* **AUFGABENSTELLUNG**
1. Übertragen Sie aus dem Textauszug zum Berliner Volksentscheid den Satz „Was will der Berliner Senat jetzt neu entscheiden?“ ins Englische.
2. Führen Sie den Text über den Berliner Volksentscheid zur Vergesellschaftung im Anschluss an seinen letzten Satz weiter.

* **VORLIEGENDER TEXTAUSZUG**
* * * *

Der Senat will auf der Grundlage der Ergebnisse der Kommission über einen “verfassungskonformen Weg einer Vergesellschaftung” entsprechend den Vorgaben des Volksentscheids entscheiden, aber auch diese Vergesellschaftung “unter wohnungswirtschaftlichen, gesellschaftsrechtlichen und finanzpolitischen Gesichtspunkte” gewichten und bewerten und dann entscheiden. Aber die Berlinerinnen und Berliner schon haben schon entschieden: Sie haben im Volksentscheid mehrheitlich für eine Vergesellschaftung aller privaten Wohnungsunternehmen mit mehr als 3.000 Wohnungen gestimmt. Was will der Berliner Senat jetzt neu entscheiden? Mit solchen Formulierung macht der Senat jetzt schon deutlich, dass er das Ergebnis des Volksentscheids – entgegen seinen Beteuerungen – nicht respektieren will.

* * * *

Dateneinträge:
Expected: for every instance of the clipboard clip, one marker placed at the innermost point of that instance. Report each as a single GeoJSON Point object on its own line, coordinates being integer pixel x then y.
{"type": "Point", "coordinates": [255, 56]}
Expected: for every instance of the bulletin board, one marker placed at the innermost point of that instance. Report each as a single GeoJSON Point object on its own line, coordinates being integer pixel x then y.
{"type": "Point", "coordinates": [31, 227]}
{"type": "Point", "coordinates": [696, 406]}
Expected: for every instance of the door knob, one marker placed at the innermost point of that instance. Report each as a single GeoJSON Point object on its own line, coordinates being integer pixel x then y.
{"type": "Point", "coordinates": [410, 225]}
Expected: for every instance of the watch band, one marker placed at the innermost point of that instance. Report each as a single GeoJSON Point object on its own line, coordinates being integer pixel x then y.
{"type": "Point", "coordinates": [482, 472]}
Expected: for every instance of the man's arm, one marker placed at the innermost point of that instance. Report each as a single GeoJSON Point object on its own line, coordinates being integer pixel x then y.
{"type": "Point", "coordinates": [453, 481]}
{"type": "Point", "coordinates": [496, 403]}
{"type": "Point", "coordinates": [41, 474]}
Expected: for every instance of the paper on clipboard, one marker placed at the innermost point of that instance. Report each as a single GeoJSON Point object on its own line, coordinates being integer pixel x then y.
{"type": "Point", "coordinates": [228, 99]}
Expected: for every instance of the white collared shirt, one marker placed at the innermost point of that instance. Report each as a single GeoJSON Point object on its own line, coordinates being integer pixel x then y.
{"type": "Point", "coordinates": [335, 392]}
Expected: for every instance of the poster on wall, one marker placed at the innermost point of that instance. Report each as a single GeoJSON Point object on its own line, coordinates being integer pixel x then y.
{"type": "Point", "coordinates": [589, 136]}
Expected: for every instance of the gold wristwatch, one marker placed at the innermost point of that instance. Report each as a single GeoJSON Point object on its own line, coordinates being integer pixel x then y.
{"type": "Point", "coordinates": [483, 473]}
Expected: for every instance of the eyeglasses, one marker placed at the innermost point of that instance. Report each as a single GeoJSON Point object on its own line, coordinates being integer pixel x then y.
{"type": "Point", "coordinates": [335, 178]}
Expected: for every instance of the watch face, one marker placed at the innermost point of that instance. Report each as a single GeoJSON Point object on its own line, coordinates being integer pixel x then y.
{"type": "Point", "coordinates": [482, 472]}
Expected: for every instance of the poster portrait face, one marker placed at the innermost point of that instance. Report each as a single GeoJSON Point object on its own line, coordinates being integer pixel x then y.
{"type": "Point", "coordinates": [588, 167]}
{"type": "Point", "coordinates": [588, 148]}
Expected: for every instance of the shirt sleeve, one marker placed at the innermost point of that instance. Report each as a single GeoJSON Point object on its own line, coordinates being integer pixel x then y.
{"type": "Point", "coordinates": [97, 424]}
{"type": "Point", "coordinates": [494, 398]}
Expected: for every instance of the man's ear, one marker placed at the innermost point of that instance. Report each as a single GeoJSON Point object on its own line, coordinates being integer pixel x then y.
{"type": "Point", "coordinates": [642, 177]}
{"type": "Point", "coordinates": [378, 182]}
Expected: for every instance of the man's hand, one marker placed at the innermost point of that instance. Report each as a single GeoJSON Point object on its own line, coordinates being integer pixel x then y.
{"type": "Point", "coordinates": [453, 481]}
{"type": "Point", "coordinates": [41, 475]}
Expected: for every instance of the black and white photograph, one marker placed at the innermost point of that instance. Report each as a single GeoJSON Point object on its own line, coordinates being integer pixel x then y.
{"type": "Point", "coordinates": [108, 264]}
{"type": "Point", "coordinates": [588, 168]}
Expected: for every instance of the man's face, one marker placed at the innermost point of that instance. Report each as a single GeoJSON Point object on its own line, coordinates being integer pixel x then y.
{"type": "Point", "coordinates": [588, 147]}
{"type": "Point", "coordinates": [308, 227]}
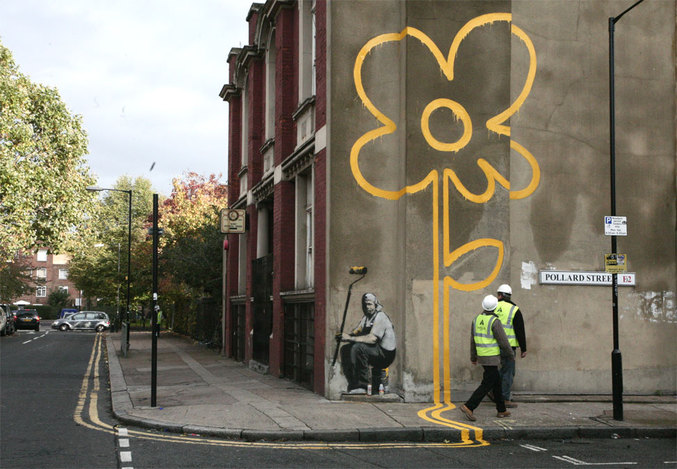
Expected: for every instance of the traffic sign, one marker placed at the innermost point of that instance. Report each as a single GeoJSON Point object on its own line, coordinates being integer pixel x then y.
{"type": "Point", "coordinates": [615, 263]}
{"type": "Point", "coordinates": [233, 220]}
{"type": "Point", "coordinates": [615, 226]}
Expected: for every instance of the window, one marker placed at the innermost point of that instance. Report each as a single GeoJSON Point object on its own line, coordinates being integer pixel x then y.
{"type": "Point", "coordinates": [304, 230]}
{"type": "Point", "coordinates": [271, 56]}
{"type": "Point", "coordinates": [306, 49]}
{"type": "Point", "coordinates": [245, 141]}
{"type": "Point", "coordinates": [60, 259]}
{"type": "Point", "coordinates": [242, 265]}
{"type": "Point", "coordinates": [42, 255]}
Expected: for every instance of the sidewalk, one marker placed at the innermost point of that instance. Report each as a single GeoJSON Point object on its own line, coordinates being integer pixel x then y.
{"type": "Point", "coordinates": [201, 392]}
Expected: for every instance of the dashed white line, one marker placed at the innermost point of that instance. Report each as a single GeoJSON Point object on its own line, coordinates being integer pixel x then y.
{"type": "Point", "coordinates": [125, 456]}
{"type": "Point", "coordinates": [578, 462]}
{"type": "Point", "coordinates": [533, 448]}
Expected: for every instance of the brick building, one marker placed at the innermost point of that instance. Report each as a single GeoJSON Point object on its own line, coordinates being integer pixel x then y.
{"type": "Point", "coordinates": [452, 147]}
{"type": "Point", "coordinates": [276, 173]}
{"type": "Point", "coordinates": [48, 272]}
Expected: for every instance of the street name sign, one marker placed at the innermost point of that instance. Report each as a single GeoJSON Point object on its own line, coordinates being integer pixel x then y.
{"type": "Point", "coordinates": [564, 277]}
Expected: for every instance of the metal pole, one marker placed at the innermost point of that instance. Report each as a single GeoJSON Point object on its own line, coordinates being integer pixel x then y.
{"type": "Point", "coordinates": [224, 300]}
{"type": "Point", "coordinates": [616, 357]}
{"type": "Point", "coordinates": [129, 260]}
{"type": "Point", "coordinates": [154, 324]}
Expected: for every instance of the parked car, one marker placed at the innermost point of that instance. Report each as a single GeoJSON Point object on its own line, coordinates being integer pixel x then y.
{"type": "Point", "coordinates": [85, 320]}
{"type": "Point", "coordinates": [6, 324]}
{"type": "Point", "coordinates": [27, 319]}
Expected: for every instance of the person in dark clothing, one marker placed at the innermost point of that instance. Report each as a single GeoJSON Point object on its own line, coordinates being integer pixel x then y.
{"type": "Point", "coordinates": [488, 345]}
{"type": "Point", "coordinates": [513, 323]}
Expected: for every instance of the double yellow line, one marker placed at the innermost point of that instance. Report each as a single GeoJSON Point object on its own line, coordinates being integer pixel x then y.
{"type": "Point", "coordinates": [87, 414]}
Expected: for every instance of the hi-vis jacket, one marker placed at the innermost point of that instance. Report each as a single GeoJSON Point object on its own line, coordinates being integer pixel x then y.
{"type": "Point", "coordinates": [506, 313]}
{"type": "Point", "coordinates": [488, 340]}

* * * *

* **LÖSUNGEN**
1. What does the Berlin Senate now want to decide anew?

2.
Die Initiative “DW & Co enteignen” will sich an der Expertenkommission beteiligen und nur über das “wie” der Umsetzung des Volksentscheids reden. Es wird darauf ankommen, ob es ihr gelingt, die Beerdigungsstrategie der rot-rot-grünen Koalition zu durchkreuzen.

Nur “gegebenenfalls” will der Senat “Eckpunkte für ein Vergesellschaftungsgesetz” vorlegen, und zwar erst “im Jahr 2023″. Eckpunkte sind kein ausformuliertes Gesetz. Ob und wann der Senat dem Abgeordnetenhaus ein Vergesellschaftungsgesetz zur Lesung und Verabschiedung zuleiten wird, steht in den Sternen.

Wenn der Senat nicht will, muss das Volk das letzte Wort haben.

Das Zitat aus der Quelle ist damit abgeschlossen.